■ **MATERIAL PROVIDED**:
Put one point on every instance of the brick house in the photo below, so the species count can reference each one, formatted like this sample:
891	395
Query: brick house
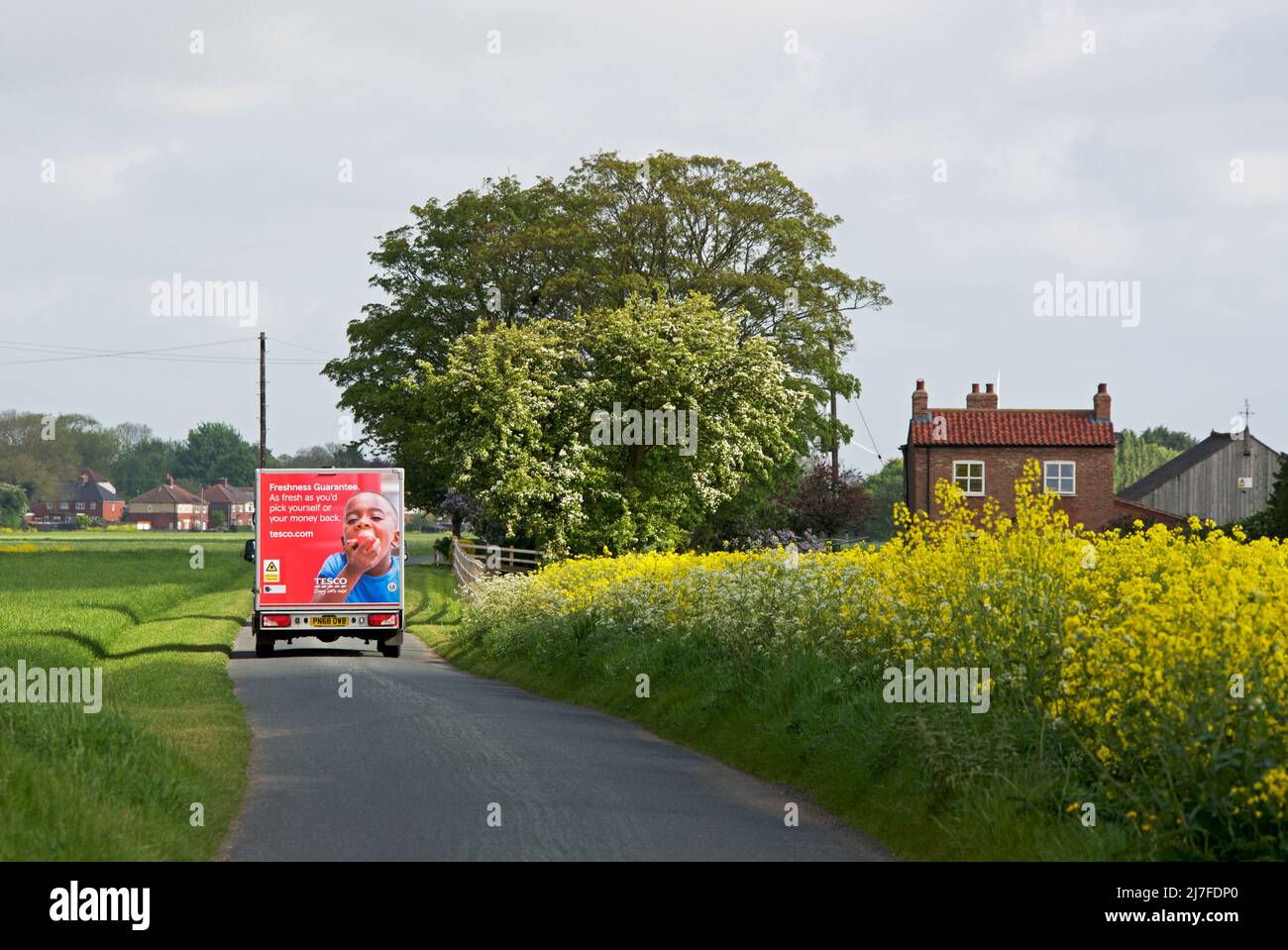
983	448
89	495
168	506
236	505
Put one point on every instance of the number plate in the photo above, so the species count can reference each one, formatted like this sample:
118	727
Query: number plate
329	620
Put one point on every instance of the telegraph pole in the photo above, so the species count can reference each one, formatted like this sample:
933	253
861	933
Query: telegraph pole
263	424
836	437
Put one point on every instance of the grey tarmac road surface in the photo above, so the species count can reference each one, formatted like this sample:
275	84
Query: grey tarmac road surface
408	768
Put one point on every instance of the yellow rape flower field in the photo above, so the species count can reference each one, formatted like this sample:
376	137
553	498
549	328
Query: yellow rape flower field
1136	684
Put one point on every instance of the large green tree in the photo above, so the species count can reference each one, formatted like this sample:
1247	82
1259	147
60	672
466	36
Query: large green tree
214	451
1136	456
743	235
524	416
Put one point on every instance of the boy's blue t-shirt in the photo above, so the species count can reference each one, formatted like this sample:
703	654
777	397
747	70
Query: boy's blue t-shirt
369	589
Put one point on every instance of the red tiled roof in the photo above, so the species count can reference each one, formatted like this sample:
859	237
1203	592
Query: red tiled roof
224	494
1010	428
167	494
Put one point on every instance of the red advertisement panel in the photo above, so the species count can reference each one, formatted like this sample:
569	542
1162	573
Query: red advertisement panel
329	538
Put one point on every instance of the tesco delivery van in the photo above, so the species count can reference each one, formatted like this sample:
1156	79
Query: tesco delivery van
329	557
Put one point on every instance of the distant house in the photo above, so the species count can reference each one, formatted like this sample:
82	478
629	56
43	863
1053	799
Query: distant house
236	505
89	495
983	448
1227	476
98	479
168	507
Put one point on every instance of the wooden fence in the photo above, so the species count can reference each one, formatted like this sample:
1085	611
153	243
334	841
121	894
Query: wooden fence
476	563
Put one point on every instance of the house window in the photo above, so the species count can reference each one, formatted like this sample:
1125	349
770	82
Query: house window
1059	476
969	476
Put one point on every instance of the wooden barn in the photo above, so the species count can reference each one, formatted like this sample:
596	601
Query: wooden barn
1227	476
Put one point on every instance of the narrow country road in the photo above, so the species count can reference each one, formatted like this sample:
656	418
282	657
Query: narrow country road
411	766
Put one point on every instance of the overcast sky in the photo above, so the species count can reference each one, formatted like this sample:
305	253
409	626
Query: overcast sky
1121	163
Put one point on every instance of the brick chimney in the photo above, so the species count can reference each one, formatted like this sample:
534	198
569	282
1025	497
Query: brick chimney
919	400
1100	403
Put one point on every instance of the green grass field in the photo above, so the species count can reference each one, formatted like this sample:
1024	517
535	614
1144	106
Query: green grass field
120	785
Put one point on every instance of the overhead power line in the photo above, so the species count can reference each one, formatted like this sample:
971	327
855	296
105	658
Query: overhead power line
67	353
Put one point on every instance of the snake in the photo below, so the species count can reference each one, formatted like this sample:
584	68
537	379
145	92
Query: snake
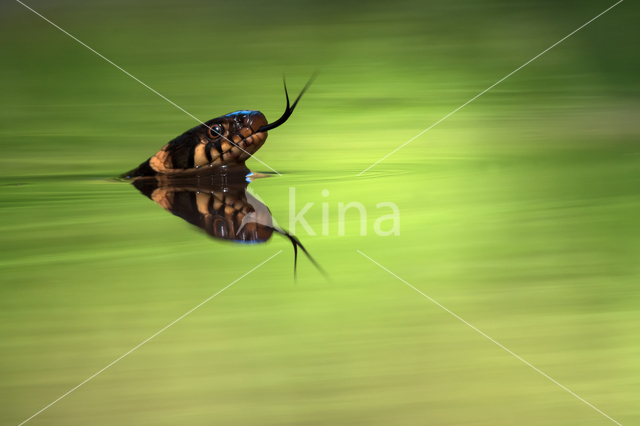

■ **WRITTEN PROBLEM**: Rewrite all of the entries above, replacing "species count" with "object tally" wherever it appears and changing nothing else. Leave the pictures out of your version.

■ **EXERCISE OUTPUT**:
Put one point on every instance of the brick house in the photo below, so the object tally can reference each one, formatted like this sample:
891	395
Query: brick house
983	448
89	495
168	506
236	505
Put one point on every instance of the number plate in the photo above, so the object tally can reference each one, formatted like this sample:
118	727
Query: number plate
329	620
Put one point on every instance of the telegraph pole in the photo above, so the object tally can reference each one, formatted like this sample:
933	253
861	933
Query: telegraph pole
263	424
836	437
Put one point on every instance of the grey tarmac road surface in the photo above, so the object tally can reference each one, formatted like this sample:
275	84
Query: grey tarmac road surface
408	768
Put one point on every instance of the yellow rape flower field in the photo above, so the object tally can reference each one, formatted like this sample:
376	137
553	498
549	328
Query: yellow rape flower field
1136	684
Put one point on every instance of the large green tree in the photo above, so the object tally can reference each one, formatted like this sample:
1247	82
1259	147
60	672
466	36
Query: large green tree
214	451
1136	456
743	235
524	416
Put one point on every instance of the boy's blue t-shirt in the photo above, so the object tally can reference each one, formatted like this sample:
703	654
777	397
747	70
Query: boy's blue t-shirt
369	589
Put one point on every instance of the red tiled roof in the photo above, so the object tally can reference each one, formatted like this sample:
859	237
1203	592
Query: red tiled roof
224	494
1010	428
167	494
Put one point on every instance of the red advertisement panel in the photo above, so the object tally can reference each one, formatted like this sample:
569	542
1162	573
Query: red advertisement panel
329	538
Put one point on every instance of the tesco delivery van in the photo above, so the object tally can reference each one, formatted like this sample:
1156	79
Query: tesco delivery van
329	557
Put one point on every instance of the distant house in the photo above, so the object tally can reference each one, formatted like this sample:
82	478
629	56
43	863
1053	799
Query: distant house
236	505
89	495
983	448
1227	476
98	479
168	507
Put one point on every instance of the wooden fence in the photo above, so the object tally can reference each one, formatted like this sample:
1085	611
153	243
334	841
121	894
Query: wooden fence
476	563
Put one point on every instance of the house window in the photo above, so the object tally can reference each one, formatted like this sample:
1125	349
770	82
Query: house window
1059	476
969	476
Put one point on every instance of the wooden barn in the photo above, so the object tally can reference each one, formatted like this sample:
596	601
Query: wooden barn
1227	476
Put one point on every instance of the narrow country road in the photo above, so the object tally can reference each one, formatted like this sample:
656	418
282	657
Query: narrow country road
411	766
Put one point on every instance of the overcast sky in the photo above, so the object tally can reference each one, formatted like this sample:
305	253
409	626
Query: overcast sky
1121	163
Put one point on every instance of the brick chimney in the photo above, so the object tally can reference each one, formatted like this sample:
534	198
569	282
1025	497
Query: brick chimney
919	400
1100	403
Put one point on every instance of the green grass field in the photo above, so the object tally can reference each one, formatted like this sample:
1024	517
535	614
1144	106
Query: green grass field
120	785
Put one point on every instance of the overhead power line in the photo above, so the object tally can reference each one, formatted like this sample:
971	327
855	296
105	658
Query: overhead power line
67	353
Put one point on every instance of the snake in the photo below, so the object tally can reference each one, formatted like this sample:
584	68
537	379
145	92
Query: snake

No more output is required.